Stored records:
————————
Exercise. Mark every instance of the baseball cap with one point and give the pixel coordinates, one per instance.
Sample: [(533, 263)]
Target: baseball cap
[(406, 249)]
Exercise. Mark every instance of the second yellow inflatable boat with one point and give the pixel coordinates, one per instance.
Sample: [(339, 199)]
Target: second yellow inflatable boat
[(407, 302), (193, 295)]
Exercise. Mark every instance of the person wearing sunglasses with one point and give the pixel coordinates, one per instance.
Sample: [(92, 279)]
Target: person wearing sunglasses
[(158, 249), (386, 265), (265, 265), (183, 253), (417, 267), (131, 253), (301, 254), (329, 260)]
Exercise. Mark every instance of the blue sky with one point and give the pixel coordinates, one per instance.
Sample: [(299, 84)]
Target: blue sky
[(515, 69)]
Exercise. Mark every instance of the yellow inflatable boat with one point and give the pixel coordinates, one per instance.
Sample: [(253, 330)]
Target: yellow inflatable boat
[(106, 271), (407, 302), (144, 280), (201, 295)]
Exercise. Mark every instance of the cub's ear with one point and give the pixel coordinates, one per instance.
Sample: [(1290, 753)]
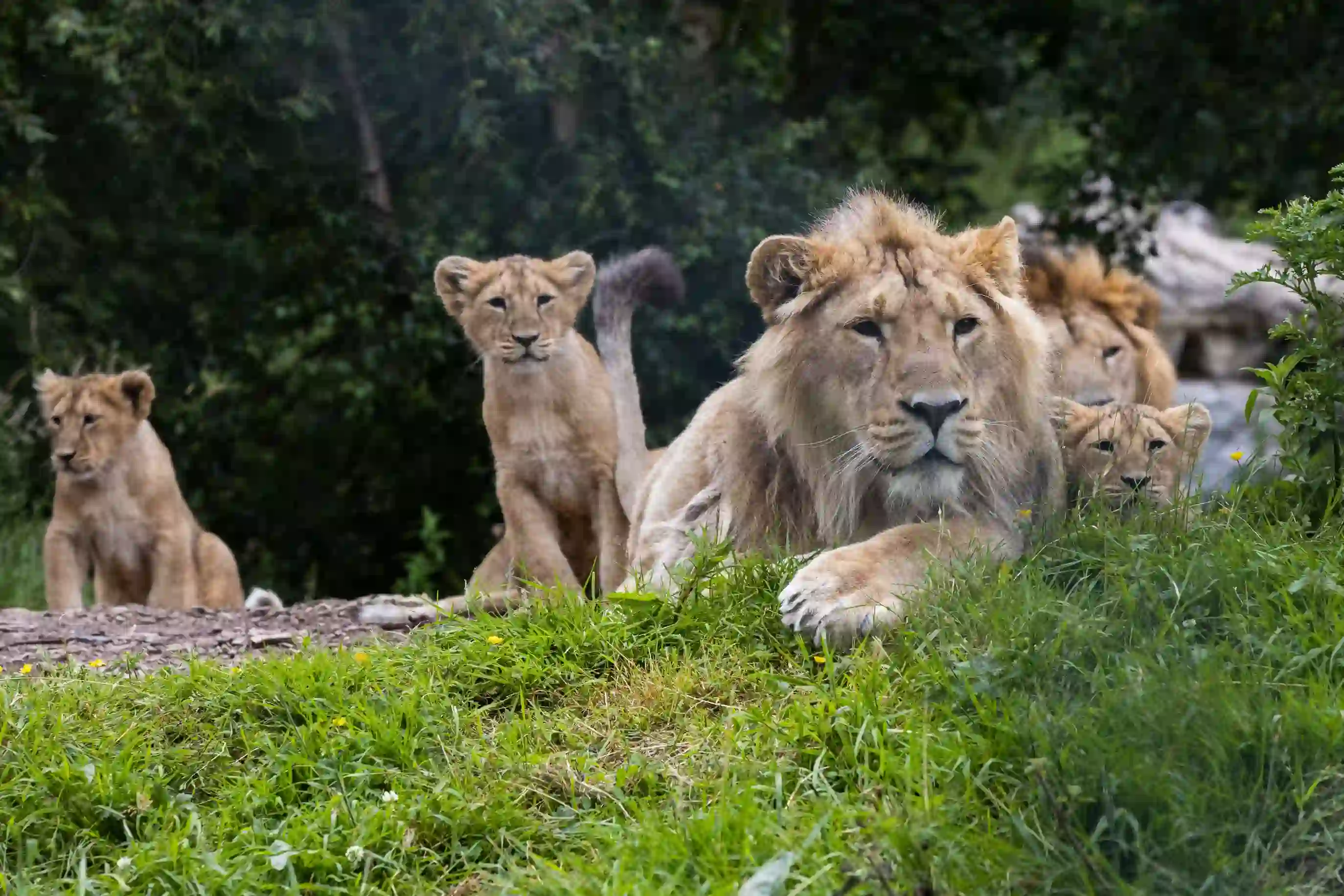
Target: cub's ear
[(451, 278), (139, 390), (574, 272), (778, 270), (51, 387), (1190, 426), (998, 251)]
————————
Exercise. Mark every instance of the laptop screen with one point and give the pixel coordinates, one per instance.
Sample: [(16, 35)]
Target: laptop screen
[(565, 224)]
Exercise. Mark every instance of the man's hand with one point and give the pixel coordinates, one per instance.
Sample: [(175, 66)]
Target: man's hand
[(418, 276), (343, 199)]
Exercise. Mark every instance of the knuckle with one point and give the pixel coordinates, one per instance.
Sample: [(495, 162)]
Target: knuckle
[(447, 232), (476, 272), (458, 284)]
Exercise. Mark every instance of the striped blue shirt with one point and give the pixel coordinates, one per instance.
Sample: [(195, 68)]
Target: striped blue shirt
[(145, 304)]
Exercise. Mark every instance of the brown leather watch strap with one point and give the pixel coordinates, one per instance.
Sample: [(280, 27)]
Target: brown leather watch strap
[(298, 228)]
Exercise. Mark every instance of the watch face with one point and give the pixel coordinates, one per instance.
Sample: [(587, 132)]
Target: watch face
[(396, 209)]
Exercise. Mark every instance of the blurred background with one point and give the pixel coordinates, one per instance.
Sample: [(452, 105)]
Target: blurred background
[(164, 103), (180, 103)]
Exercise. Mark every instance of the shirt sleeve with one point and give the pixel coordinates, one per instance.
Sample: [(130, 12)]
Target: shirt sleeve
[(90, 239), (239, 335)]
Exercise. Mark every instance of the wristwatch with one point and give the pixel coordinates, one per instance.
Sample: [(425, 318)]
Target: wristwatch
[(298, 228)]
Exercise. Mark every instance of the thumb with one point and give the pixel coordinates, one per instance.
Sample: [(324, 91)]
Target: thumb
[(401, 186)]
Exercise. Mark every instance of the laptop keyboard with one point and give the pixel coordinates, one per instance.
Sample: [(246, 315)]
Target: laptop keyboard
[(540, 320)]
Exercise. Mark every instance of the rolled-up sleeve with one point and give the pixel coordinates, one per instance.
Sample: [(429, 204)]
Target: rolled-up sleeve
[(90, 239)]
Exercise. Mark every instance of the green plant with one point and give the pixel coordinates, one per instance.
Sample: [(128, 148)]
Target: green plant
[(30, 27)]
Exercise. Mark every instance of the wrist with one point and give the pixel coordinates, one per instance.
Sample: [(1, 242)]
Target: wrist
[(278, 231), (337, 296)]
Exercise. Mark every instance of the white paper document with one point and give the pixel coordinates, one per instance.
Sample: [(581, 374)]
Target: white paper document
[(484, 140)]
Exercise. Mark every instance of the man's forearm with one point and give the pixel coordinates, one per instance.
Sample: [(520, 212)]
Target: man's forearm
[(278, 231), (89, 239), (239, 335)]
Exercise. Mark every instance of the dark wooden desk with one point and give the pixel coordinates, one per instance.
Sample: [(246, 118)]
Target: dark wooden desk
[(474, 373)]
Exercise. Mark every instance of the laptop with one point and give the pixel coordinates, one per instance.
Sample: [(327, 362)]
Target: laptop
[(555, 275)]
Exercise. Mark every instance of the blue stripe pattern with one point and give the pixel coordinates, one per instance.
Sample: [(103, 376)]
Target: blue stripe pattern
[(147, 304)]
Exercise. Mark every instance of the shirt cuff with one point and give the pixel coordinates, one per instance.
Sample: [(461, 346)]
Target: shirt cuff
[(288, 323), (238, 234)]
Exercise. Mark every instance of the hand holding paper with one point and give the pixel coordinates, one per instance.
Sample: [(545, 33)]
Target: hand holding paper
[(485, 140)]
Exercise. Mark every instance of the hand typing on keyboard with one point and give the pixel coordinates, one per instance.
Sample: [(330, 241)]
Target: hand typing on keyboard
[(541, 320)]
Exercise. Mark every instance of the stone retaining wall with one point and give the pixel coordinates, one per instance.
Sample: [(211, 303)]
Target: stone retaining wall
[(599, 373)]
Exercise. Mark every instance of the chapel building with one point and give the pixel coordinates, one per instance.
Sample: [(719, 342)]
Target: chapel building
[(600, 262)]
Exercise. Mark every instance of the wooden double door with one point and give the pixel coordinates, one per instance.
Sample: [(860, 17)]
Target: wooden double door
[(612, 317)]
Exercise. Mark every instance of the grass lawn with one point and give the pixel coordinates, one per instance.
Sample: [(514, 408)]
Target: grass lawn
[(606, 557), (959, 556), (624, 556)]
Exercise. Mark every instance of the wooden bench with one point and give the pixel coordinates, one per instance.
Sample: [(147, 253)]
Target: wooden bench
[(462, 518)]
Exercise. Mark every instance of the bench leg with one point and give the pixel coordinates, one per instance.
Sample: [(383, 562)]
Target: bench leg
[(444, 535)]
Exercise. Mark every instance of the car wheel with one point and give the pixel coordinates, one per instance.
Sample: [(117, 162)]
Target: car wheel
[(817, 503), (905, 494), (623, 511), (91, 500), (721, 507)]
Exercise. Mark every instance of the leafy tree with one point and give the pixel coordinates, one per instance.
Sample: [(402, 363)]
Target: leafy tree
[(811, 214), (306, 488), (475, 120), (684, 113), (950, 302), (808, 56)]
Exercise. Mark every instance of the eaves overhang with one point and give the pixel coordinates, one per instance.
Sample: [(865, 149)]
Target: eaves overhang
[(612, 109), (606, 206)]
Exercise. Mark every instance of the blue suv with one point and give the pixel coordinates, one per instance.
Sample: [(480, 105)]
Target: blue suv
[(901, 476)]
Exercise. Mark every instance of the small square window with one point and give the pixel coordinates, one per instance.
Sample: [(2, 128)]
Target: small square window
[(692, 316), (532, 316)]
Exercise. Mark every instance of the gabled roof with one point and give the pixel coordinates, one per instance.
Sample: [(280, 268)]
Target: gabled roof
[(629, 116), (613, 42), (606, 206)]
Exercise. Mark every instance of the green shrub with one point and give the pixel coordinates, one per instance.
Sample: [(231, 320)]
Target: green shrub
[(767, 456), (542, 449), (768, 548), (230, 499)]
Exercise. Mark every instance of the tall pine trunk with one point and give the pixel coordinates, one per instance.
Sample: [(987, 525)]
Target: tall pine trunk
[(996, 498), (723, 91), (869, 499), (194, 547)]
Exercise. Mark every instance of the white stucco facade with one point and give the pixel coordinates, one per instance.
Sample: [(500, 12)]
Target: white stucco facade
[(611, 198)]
————————
What to produce: Set down, unchanged, only those lines above that fall between the line with "Sample: [(280, 268)]" and the line with "Sample: [(500, 12)]", the two end lines included.

Result of this exercise:
Sample: [(280, 268)]
Target: gabled roof
[(629, 116), (613, 42), (606, 206)]
Exercise. Mark every instance of the green shrub with one point and give the pixel coordinates, one per instance.
Sample: [(231, 320)]
Target: green shrub
[(767, 456), (542, 449), (768, 548), (230, 499)]
Exercise. Mark every instance of the tall pine trunk with one point and give the pixel coordinates, one per instance.
Sample: [(987, 525)]
Target: tall pine trunk
[(996, 498), (723, 91), (869, 499), (194, 547)]
Exercise. Mark every instance of the white stucco facade with one point and give the pixel coordinates, one per instance.
Sample: [(500, 12)]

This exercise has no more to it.